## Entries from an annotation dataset
====

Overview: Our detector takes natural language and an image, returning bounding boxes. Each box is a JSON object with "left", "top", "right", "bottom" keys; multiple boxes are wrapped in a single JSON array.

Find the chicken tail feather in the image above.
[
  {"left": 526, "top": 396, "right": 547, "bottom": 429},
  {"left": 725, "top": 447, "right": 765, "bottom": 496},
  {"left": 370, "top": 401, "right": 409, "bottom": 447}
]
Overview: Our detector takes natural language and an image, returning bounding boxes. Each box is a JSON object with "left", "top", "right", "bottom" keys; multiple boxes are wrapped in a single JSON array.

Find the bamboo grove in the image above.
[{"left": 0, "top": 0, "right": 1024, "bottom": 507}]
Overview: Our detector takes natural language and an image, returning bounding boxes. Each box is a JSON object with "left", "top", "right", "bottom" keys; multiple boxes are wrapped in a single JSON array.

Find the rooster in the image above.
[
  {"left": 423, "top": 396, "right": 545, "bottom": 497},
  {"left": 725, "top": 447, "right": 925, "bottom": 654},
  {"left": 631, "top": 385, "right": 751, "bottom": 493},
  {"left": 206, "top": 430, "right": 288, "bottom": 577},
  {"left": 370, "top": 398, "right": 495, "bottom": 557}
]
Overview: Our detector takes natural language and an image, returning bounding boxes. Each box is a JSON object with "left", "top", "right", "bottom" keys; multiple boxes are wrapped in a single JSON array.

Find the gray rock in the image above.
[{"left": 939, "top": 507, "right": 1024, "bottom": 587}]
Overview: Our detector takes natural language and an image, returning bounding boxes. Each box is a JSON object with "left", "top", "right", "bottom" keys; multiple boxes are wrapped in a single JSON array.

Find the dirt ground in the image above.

====

## Set problem
Write out every record verbatim.

## Final result
Overview: Our detector takes natural language and an image, returning bounding boxes. Each box is a JSON object with "left", "top", "right", "bottom" keys; multiple boxes are wrapped in a single JSON array.

Find the chicken tail feather in the image above.
[
  {"left": 526, "top": 396, "right": 547, "bottom": 429},
  {"left": 725, "top": 447, "right": 765, "bottom": 496},
  {"left": 370, "top": 401, "right": 409, "bottom": 447}
]
Overview: Our detector takes natural language and an image, returning bounding boxes. Each box is a JSON object with "left", "top", "right", "bottom" keys; multiple boxes are wrapped in a single JSON array.

Find the bamboo grove in the image above.
[{"left": 0, "top": 0, "right": 1024, "bottom": 507}]
Overview: Our detector takes natural language and an image, returning bounding boxes. Each box is a JSON object with "left", "top", "right", "bottom" keys; multiple boxes are wrapped in a single JSON array.

Find the rooster in the image above.
[
  {"left": 423, "top": 396, "right": 545, "bottom": 497},
  {"left": 725, "top": 447, "right": 925, "bottom": 654},
  {"left": 631, "top": 385, "right": 751, "bottom": 493},
  {"left": 206, "top": 430, "right": 288, "bottom": 577},
  {"left": 370, "top": 398, "right": 495, "bottom": 557}
]
Overview: Our detector takes natural language and an image, returning bounding boxes. Each box is a JSON object with "left", "top", "right", "bottom" keys; multiple boxes are wrapped in a single JSON array.

Find the gray rock in the image above.
[{"left": 939, "top": 507, "right": 1024, "bottom": 587}]
Overview: Our detector takes natural language and an image, returning bounding boxes. Each box is a JSON object with "left", "top", "right", "bottom" keys; multiple boxes are wrapped in a single JSON array.

Find the dirt ground in the image above.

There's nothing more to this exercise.